Extract:

>>>

# CSV → Normalized Dataset → Parquet (Athena-ready)

This notebook documents the final preprocessing pipeline used to prepare a support ticket dataset
for querying in Amazon Athena.

During development, several attempts were made to make the original CSV compatible with Athena
(including cleaning multiline fields and testing different parsing approaches), but these attempts
remained unreliable. The final, robust solution was to convert the dataset to Parquet after
performing data normalization.

## Manual preprocessing (outside Python)

Before loading the dataset into the pipeline, the raw CSV was manually reviewed and lightly cleaned in Excel to:

- Remove non-English rows
- Drop irrelevant columns
- Rename columns for clarity
- Reduce noise in free-text fields

This ensured the dataset was relevant and analyzable before applying automated transformations in Python.

In [2]:
# CONFIG
from pathlib import Path
import pandas as pd

# --- USER CONFIG ---
INPUT_FILE = "data/raw/tickets.csv"     # change this for any new file
OUTPUT_NAME = "output.parquet"

# Path
PROJECT_ROOT = Path.cwd()

# If we are inside /notebooks, go up one level
if not (PROJECT_ROOT / "data").exists():
    PROJECT_ROOT = PROJECT_ROOT.parent

INPUT_PATH = PROJECT_ROOT / INPUT_FILE
OUTPUT_DIR = PROJECT_ROOT / "data" / "processed"

<<<

[Stored items]
>>>

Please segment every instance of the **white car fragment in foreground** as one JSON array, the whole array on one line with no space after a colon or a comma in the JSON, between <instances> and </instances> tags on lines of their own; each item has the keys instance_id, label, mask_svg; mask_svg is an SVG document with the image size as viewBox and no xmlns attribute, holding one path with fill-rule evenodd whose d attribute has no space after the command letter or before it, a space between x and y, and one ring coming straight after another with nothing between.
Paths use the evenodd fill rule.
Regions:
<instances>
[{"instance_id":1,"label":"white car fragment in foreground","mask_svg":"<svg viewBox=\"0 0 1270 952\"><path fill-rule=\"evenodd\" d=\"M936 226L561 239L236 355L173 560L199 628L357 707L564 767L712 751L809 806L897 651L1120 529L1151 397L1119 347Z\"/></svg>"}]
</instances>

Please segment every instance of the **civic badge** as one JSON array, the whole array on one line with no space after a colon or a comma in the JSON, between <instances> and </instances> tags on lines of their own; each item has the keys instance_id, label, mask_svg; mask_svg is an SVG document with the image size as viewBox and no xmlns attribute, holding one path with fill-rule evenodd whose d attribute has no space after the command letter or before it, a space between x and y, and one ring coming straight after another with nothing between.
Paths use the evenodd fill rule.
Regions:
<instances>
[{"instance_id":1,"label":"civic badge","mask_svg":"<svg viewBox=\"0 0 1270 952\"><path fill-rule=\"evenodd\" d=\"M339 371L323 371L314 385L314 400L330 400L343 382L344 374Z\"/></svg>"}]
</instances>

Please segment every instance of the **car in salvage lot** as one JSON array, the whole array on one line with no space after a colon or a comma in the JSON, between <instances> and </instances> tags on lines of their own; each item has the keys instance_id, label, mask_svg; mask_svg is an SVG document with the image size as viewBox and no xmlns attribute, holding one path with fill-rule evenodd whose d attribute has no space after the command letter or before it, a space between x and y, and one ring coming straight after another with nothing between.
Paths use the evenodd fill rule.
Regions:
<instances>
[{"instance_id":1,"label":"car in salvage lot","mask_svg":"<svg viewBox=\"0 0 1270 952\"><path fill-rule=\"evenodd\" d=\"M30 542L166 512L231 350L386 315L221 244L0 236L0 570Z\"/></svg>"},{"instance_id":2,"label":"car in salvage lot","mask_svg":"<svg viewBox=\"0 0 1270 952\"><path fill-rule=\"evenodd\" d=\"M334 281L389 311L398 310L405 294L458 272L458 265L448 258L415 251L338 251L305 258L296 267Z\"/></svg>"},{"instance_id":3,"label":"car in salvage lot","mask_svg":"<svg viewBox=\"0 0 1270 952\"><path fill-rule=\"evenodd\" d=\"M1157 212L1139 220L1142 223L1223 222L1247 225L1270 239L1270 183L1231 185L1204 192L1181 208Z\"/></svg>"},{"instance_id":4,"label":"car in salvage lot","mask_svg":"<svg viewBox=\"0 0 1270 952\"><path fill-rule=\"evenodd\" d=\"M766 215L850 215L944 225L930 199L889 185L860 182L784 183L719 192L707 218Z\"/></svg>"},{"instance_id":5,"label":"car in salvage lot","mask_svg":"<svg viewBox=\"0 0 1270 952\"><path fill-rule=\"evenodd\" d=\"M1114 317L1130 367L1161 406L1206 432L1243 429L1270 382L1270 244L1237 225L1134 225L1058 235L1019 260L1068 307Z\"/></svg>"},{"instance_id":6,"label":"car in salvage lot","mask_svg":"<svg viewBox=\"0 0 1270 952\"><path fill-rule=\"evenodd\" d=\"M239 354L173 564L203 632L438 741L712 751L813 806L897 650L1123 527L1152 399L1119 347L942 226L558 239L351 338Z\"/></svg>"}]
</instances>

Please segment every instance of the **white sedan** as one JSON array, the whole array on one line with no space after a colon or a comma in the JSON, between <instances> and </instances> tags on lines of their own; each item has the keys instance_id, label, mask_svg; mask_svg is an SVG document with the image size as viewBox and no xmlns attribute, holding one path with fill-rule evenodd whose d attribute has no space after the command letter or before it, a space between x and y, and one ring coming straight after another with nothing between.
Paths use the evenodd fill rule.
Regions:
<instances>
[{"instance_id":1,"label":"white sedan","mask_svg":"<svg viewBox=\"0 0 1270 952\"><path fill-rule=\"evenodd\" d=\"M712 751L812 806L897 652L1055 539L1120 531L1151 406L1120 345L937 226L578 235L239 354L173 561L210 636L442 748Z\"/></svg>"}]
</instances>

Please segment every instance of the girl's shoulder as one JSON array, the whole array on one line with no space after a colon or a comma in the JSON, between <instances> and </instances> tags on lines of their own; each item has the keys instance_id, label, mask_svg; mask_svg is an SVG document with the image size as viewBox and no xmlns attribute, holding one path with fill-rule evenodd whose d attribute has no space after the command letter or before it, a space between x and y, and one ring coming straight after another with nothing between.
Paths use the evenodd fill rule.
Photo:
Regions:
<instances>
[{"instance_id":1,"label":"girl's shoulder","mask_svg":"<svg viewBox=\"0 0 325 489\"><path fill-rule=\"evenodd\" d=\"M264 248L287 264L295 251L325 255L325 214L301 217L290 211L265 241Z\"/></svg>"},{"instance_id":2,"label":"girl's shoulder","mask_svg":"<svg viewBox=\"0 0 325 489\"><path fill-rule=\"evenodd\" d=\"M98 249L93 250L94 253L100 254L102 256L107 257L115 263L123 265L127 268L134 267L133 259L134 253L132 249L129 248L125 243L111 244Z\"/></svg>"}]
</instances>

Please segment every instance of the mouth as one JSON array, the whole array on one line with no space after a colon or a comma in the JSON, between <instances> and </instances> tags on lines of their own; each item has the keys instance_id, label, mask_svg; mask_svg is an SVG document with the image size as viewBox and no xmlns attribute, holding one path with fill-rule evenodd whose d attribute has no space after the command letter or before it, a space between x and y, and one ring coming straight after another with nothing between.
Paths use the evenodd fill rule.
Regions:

<<<

Problem 1: Reproduce the entire notebook on converting a CSV dataset to Parquet word for word.
Problem 2: Swap "evenodd" for "nonzero" in the records, from the line containing "Please segment every instance of the mouth" through the end of the records, and leave everything else as it is. Return only those lines.

Exercise answer 1:
# CSV → Normalized Dataset → Parquet (Athena-ready)

This notebook documents the final preprocessing pipeline used to prepare a support ticket dataset
for querying in Amazon Athena.

During development, several attempts were made to make the original CSV compatible with Athena
(including cleaning multiline fields and testing different parsing approaches), but these attempts
remained unreliable. The final, robust solution was to convert the dataset to Parquet after
performing data normalization.

## Manual preprocessing (outside Python)

Before loading the dataset into the pipeline, the raw CSV was manually reviewed and lightly cleaned in Excel to:

- Remove non-English rows
- Drop irrelevant columns
- Rename columns for clarity
- Reduce noise in free-text fields

This ensured the dataset was relevant and analyzable before applying automated transformations in Python.

In [2]:
# CONFIG
from pathlib import Path
import pandas as pd

# --- USER CONFIG ---
INPUT_FILE = "data/raw/tickets.csv"     # change this for any new file
OUTPUT_NAME = "output.parquet"

# Path
PROJECT_ROOT = Path.cwd()

# If we are inside /notebooks, go up one level
if not (PROJECT_ROOT / "data").exists():
    PROJECT_ROOT = PROJECT_ROOT.parent

INPUT_PATH = PROJECT_ROOT / INPUT_FILE
OUTPUT_DIR = PROJECT_ROOT / "data" / "processed"

Exercise answer 2:
Please segment every instance of the mouth as one JSON array, the whole array on one line with no space after a colon or a comma in the JSON, between <instances> and </instances> tags on lines of their own; each item has the keys instance_id, label, mask_svg; mask_svg is an SVG document with the image size as viewBox and no xmlns attribute, holding one path with fill-rule nonzero whose d attribute has no space after the command letter or before it, a space between x and y, and one ring coming straight after another with nothing between.
Paths use the nonzero fill rule.
Regions:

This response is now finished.